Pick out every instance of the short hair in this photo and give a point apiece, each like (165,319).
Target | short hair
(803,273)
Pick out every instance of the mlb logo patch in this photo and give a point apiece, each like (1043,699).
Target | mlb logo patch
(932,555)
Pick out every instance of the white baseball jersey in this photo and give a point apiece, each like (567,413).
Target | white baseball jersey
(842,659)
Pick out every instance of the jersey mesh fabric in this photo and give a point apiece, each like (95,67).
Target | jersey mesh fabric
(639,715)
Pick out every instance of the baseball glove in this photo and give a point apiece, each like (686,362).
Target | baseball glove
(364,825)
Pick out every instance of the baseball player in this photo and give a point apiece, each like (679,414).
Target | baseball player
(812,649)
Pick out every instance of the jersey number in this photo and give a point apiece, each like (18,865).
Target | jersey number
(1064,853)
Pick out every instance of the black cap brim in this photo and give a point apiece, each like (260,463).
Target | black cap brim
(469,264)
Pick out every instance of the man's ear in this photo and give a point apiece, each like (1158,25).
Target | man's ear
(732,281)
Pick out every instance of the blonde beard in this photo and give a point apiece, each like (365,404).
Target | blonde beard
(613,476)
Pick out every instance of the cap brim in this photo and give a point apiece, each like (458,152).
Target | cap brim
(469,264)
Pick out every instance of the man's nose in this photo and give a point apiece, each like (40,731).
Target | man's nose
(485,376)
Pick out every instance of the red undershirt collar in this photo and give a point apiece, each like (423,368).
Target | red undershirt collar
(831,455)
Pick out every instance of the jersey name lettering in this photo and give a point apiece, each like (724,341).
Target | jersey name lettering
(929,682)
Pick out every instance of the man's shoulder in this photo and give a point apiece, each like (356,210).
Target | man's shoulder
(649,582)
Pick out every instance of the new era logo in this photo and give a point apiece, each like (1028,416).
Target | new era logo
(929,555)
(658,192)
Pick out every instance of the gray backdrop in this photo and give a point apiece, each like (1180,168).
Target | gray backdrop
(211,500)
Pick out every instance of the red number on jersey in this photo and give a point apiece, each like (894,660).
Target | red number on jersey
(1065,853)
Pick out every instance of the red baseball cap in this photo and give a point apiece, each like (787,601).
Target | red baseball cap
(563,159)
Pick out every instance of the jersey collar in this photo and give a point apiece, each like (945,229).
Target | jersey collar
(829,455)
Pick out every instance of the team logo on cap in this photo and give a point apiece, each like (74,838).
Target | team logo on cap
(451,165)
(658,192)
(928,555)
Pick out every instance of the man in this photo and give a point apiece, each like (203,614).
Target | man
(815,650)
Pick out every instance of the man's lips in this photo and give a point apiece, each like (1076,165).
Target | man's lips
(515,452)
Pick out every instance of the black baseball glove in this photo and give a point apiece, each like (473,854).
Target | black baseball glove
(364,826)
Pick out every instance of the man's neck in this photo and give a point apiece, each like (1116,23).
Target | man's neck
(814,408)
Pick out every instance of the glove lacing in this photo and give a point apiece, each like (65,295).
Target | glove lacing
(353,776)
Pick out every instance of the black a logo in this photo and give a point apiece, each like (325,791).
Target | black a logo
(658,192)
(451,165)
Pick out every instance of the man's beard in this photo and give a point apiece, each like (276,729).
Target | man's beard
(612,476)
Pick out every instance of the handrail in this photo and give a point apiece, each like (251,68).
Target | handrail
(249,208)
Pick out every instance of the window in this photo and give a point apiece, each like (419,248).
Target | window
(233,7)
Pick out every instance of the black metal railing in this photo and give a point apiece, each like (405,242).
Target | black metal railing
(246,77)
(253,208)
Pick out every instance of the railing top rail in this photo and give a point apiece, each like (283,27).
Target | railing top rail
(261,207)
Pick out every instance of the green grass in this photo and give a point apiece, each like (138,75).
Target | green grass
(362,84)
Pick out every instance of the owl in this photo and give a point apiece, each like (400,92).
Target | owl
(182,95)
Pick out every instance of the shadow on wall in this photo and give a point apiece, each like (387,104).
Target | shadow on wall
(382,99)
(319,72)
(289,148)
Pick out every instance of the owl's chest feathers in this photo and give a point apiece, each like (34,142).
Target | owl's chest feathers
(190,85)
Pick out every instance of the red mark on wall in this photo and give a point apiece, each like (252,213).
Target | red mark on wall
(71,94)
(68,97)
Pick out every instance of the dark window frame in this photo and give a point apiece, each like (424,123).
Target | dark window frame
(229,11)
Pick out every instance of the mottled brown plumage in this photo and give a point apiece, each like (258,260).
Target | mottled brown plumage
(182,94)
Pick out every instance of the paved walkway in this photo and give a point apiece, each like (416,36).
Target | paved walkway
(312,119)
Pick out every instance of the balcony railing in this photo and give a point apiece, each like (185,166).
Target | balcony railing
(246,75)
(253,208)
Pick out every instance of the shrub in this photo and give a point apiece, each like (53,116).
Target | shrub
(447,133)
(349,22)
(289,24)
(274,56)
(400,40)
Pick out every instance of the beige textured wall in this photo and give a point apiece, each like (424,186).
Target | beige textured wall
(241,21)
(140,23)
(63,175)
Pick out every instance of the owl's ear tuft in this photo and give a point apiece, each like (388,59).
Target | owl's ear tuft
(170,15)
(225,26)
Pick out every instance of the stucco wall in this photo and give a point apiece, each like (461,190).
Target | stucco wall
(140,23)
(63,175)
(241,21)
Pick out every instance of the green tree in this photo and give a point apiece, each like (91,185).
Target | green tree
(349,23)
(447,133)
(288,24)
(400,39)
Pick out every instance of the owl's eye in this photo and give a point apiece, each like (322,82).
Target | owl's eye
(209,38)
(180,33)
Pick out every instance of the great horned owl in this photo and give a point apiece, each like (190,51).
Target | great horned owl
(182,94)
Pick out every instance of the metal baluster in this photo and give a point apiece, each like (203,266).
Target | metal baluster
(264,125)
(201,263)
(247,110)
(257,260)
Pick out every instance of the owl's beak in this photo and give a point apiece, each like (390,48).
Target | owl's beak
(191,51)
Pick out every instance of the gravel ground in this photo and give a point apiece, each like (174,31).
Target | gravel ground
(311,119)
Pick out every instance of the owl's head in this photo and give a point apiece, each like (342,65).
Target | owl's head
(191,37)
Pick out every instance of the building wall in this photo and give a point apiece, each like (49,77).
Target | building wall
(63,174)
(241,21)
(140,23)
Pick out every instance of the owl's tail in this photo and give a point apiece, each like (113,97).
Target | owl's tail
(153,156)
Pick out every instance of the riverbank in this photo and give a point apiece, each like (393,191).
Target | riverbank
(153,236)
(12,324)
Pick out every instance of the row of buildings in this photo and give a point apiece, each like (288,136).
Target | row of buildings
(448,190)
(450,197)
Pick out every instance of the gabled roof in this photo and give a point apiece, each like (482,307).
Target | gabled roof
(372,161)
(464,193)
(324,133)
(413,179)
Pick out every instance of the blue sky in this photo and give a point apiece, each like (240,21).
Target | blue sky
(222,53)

....................

→ Given task
Copy the records from the line with "Pick out every instance of the blue" through the end of the records, including the requests, with each point coordinate in the answers multiplied by 1.6 and rounded to a whole number, halves rounding up. Leave the request lines and their sample coordinates unchanged.

→ Complete output
Pick out every instance of the blue sky in this photo and give a point apiece, each like (240,21).
Target | blue sky
(355,85)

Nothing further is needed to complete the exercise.